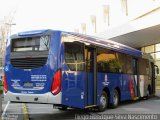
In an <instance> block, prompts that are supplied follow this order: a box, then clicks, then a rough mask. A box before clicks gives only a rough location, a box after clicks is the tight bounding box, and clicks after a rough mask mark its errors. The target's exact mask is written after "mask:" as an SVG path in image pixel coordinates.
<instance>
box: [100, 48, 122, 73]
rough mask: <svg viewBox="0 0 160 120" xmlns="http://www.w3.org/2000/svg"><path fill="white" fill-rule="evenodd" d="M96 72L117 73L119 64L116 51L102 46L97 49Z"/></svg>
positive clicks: (120, 65) (118, 66)
mask: <svg viewBox="0 0 160 120" xmlns="http://www.w3.org/2000/svg"><path fill="white" fill-rule="evenodd" d="M97 68H98V72H105V73H107V72H109V73H119V69H120V68H121V65H120V63H119V61H118V59H117V57H116V52H114V51H112V50H108V49H104V48H98V51H97Z"/></svg>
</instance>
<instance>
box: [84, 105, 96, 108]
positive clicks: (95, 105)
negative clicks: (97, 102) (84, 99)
mask: <svg viewBox="0 0 160 120" xmlns="http://www.w3.org/2000/svg"><path fill="white" fill-rule="evenodd" d="M96 106H97V105H90V106H86V107H85V108H91V107H96Z"/></svg>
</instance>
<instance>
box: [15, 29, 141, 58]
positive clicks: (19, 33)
mask: <svg viewBox="0 0 160 120" xmlns="http://www.w3.org/2000/svg"><path fill="white" fill-rule="evenodd" d="M53 31H55V32H62V33H64V34H70V35H73V36H76V37H81V38H84V39H81V41H83V42H86V43H89V44H94V45H96V46H101V47H104V48H109V49H111V50H115V51H118V52H121V53H125V54H129V55H132V56H135V57H143V54H144V53H143V52H141V51H139V50H137V49H134V48H132V47H129V46H126V45H123V44H121V43H118V42H114V41H112V40H106V39H103V38H98V37H94V36H89V35H84V34H80V33H74V32H65V31H60V30H50V29H46V30H33V31H26V32H20V33H18V34H16V36H17V37H25V36H34V35H41V34H44V33H49V32H53ZM13 36H15V35H13Z"/></svg>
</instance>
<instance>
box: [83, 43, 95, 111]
mask: <svg viewBox="0 0 160 120" xmlns="http://www.w3.org/2000/svg"><path fill="white" fill-rule="evenodd" d="M85 62H86V81H85V86H86V87H85V96H86V97H85V106H86V107H85V108H87V107H92V106H96V103H97V101H96V100H97V97H96V96H97V74H96V73H97V70H96V48H94V47H88V46H87V47H85Z"/></svg>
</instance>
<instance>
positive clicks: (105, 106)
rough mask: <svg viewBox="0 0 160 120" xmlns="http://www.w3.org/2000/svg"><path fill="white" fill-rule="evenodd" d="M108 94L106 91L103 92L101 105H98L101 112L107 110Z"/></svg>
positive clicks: (107, 106) (99, 110) (102, 93)
mask: <svg viewBox="0 0 160 120" xmlns="http://www.w3.org/2000/svg"><path fill="white" fill-rule="evenodd" d="M108 102H109V101H108V95H107V93H106V92H105V91H103V92H102V94H101V97H100V105H99V107H98V110H99V111H100V112H103V111H105V109H106V108H107V107H108Z"/></svg>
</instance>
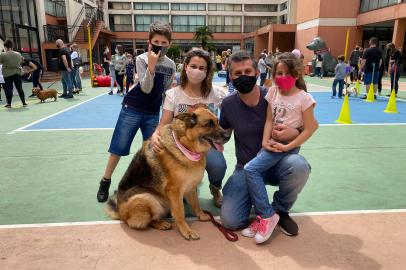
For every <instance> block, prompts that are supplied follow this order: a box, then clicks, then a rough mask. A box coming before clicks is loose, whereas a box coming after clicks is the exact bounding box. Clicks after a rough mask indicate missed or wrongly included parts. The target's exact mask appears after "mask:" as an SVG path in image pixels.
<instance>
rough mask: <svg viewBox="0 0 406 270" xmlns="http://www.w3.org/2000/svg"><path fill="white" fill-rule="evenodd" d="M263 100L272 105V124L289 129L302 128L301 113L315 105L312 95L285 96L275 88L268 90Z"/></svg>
mask: <svg viewBox="0 0 406 270" xmlns="http://www.w3.org/2000/svg"><path fill="white" fill-rule="evenodd" d="M265 99H266V100H267V101H268V103H269V104H271V105H272V116H273V123H274V124H285V125H287V126H289V127H291V128H301V127H303V112H304V111H305V110H307V109H308V108H309V107H310V106H315V105H316V101H315V100H314V98H313V97H312V95H310V94H309V93H307V92H305V91H299V92H298V93H296V94H294V95H293V96H285V95H282V94H280V93H279V88H278V87H277V86H274V87H271V88H270V89H269V90H268V93H267V94H266V96H265Z"/></svg>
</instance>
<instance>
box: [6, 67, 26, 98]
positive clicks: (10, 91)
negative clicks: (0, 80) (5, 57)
mask: <svg viewBox="0 0 406 270" xmlns="http://www.w3.org/2000/svg"><path fill="white" fill-rule="evenodd" d="M4 81H5V82H6V89H5V92H6V99H7V105H11V101H12V100H13V85H15V87H16V89H17V91H18V95H19V96H20V99H21V102H22V103H23V104H25V95H24V91H23V80H22V79H21V75H19V74H14V75H11V76H9V77H4Z"/></svg>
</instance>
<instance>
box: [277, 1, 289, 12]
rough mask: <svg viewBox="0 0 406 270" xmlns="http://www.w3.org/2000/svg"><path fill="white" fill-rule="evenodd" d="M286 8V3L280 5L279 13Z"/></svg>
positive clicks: (287, 5)
mask: <svg viewBox="0 0 406 270" xmlns="http://www.w3.org/2000/svg"><path fill="white" fill-rule="evenodd" d="M287 8H288V2H285V3H282V4H281V5H280V9H279V10H280V11H283V10H285V9H287Z"/></svg>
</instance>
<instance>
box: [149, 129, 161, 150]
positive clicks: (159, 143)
mask: <svg viewBox="0 0 406 270" xmlns="http://www.w3.org/2000/svg"><path fill="white" fill-rule="evenodd" d="M151 142H152V150H153V151H154V152H155V153H159V152H160V151H161V149H162V145H161V136H160V135H159V132H158V131H155V132H154V133H153V134H152V136H151Z"/></svg>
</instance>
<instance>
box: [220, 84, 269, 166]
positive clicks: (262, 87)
mask: <svg viewBox="0 0 406 270" xmlns="http://www.w3.org/2000/svg"><path fill="white" fill-rule="evenodd" d="M260 89H261V90H260V91H261V97H260V98H259V102H258V104H257V105H256V106H254V107H250V106H248V105H246V104H245V103H244V102H243V101H242V100H241V99H240V96H239V94H238V92H237V91H235V92H234V93H233V94H231V95H230V96H228V97H226V98H225V99H224V100H223V102H222V103H221V114H220V126H221V127H222V128H224V129H230V128H231V129H233V132H234V142H235V154H236V156H237V165H238V166H244V165H245V164H246V163H247V162H249V161H250V160H251V159H253V158H254V157H255V156H256V155H257V153H258V152H259V150H261V148H262V136H263V132H264V126H265V120H266V111H267V107H268V102H267V101H266V100H265V95H266V93H267V90H266V88H264V87H260Z"/></svg>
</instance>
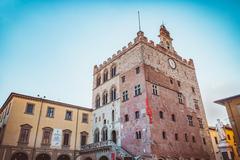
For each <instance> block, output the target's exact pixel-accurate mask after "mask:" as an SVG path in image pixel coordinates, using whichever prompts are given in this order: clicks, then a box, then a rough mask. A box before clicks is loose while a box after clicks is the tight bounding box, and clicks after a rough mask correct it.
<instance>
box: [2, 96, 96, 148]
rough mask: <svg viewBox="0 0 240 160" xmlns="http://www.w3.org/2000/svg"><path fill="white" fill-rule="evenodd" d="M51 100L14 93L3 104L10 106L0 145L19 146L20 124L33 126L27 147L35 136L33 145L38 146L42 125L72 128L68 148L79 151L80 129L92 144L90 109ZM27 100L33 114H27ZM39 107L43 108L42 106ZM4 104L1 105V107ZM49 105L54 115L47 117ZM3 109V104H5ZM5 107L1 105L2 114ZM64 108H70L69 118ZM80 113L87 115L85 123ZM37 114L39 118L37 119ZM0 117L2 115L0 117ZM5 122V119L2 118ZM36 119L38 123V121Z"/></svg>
mask: <svg viewBox="0 0 240 160" xmlns="http://www.w3.org/2000/svg"><path fill="white" fill-rule="evenodd" d="M50 102H52V101H50V100H44V99H43V100H41V99H40V98H36V97H35V98H26V97H24V98H23V97H18V96H13V97H12V99H11V101H9V102H8V103H7V104H5V106H9V104H10V103H11V106H10V110H9V116H8V119H7V122H6V124H5V125H6V127H5V131H4V137H3V141H2V145H9V146H18V140H19V135H20V130H21V127H20V126H21V125H23V124H29V125H31V126H32V128H31V132H30V137H29V143H28V145H27V147H34V143H35V137H36V132H37V130H38V132H37V138H36V145H35V147H36V148H41V147H42V146H41V143H42V136H43V128H44V127H50V128H53V129H54V128H58V129H62V130H65V129H68V130H71V131H72V132H71V137H70V147H69V148H68V149H69V150H80V144H81V132H87V133H88V139H87V143H92V112H91V109H88V108H86V109H84V108H80V107H79V108H78V107H73V106H72V105H69V106H68V104H66V105H61V104H58V102H56V103H55V102H54V103H50ZM28 103H32V104H34V111H33V114H26V113H25V110H26V106H27V104H28ZM41 106H42V109H41ZM3 107H4V106H3ZM48 107H52V108H54V109H55V111H54V118H49V117H47V116H46V115H47V108H48ZM5 108H6V107H5ZM5 110H6V109H4V108H2V110H1V114H2V113H3V112H4V111H5ZM66 111H72V120H65V114H66ZM83 113H86V114H88V123H83V122H82V117H83ZM1 114H0V115H1ZM39 116H40V121H39ZM1 117H2V116H1ZM2 121H4V120H2ZM38 121H39V122H38Z"/></svg>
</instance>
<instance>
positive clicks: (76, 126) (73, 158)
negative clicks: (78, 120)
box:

———

• **Exercise goal**: Put everything above, from the start of the records down to the line containing "positive clicks: (120, 65) (118, 66)", into a numbered list, including both ends and omitting blank lines. Leave the pictures out of the list.

• **Response below**:
1. In an <instance> block, prompts that are supplied follow this order: a box, then clicks, then a rough mask. A box before clicks gives only a rough location, a box after clicks is the tight bounding box, and clicks after a rough mask mark its errors. The target's exact mask is written after "mask:" as an SVG path in image pixel coordinates.
2. <instance>
3. box: [100, 48, 122, 73]
4. rough mask: <svg viewBox="0 0 160 120" xmlns="http://www.w3.org/2000/svg"><path fill="white" fill-rule="evenodd" d="M96 72L117 73L119 64L116 51L102 46L97 49Z"/></svg>
5. positive clicks: (120, 65) (118, 66)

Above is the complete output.